> _Задачи и задания_:
1. Что, согласно тексту о пляжных трусах и плавках, друг посоветовал Дмитрию Бобышеву купить летом вместо купального костюма?
2. Перескажите текст о советской пляжной одежде в двух предложениях.
3. Допишите продолжение текста о советских пляжных плавках, начиная сразу после его последнего предложения.

> _Фрагмент текста_:
Для «детей ХХ съезда» появление в семейных трусах на пляжах ассоциировалось с неуклюжестью и неспортивностью. Не случайно в кинокомедии Юрия Чулюкина «Неподдающиеся» (1959) «трудновоспитуемый» Толя Грачкин неумело пытается прыгнуть с вышки в мятом исподнем до колена, тогда как суперположительный комсомолец и спортсмен демонстрирует свой торс во вполне достойной купальной амуниции. Но на самом деле спортивные плавки были острым дефицитом. На помощь чаще всего приходили практики подмены, свидетельствующие о разнообразии стратегий выживания советских людей. Дмитрий Бобышев надолго запомнил совет друга: «На лето – в качестве купального костюма купи за 12 копеек детские трикотажные трусики, и на твоих взрослых чреслах они обретут тугую элегантность!»[235 - Бобышев 116–117.] Именно так, судя по сохранившимся шутливым фотографиям отдыха в Крыму, в конце 1960?х годов поступал мой будущий муж.

> _Исходные записи_:

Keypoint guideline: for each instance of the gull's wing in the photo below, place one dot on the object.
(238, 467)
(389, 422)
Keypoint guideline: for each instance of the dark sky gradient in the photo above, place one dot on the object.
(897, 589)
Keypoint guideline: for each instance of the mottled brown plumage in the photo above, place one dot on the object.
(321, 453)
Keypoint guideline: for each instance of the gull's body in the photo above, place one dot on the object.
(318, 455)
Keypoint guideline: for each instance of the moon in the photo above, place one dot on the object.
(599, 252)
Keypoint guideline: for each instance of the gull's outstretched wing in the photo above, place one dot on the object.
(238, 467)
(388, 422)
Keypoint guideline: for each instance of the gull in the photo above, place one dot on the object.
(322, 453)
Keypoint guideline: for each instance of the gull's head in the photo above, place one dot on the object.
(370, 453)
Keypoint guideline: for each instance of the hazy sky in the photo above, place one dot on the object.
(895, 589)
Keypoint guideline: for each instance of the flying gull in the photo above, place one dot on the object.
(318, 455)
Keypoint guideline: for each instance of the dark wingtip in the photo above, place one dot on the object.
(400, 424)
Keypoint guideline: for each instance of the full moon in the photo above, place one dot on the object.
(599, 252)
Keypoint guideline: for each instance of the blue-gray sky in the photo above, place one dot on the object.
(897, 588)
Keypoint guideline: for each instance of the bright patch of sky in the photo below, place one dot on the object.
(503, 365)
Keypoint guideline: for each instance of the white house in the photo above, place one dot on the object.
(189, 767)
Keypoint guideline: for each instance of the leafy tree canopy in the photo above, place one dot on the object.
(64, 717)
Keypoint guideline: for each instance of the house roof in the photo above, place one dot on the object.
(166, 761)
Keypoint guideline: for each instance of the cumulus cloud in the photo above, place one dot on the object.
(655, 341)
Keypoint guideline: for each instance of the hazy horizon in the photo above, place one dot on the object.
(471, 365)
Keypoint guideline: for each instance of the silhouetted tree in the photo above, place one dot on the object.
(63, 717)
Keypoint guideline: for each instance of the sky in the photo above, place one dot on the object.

> _Ответы по порядку_:
1. Детские трикотажные трусики за 12 копеек.

2. Для «детей ХХ съезда» семейные трусы на пляже означали неуклюжесть и неспортивность, и это видно в кинокомедии «Неподдающиеся» (1959). Настоящие спортивные плавки при этом были острым дефицитом, поэтому их подменяли, например, детскими трикотажными трусиками за 12 копеек.

3.
Хорошие импортные плавки «с карманчиком на „молнии“ и вышитым якорем», как у героя повести Анатолия Рыбакова «Каникулы Кроша» (1966), выступали маркером физически развитого, спортивного человека: «Такие плавки могут быть только на хорошем пловце или прыгуне в воду. Плавал я неплохо, а прыжками в воду надо будет заняться. Мы приходим с Зоей на пляж, она сидит рядом со мной, восторгается теми, кто прыгает в воду, а я молчу. Молчу, молчу, а потом этак небрежно поднимаюсь на вышку и хоп – прыжок ласточкой! Хоп – двойное сальто с оборотом! Хоп – обратное сальто с переворотом!.. Зоя рот разинет от удивления»[236 - Рыбаков 268.]. В начале 1960?х целый ряд литераторов считал необходимым сделать берег моря или озера важным местом действия. Герои повести Аксенова «Звездный билет» (1962) размещаются в палатках на побережье Балтики. Сюда же приезжают отдыхать и молодые влюбленные – действующие лица одиозного романа Всеволода Кочетова «Секретарь обкома». И все они вне зависимости от идейной позиции писателей одеты в подходящие для ситуации сугубо пляжные вещи.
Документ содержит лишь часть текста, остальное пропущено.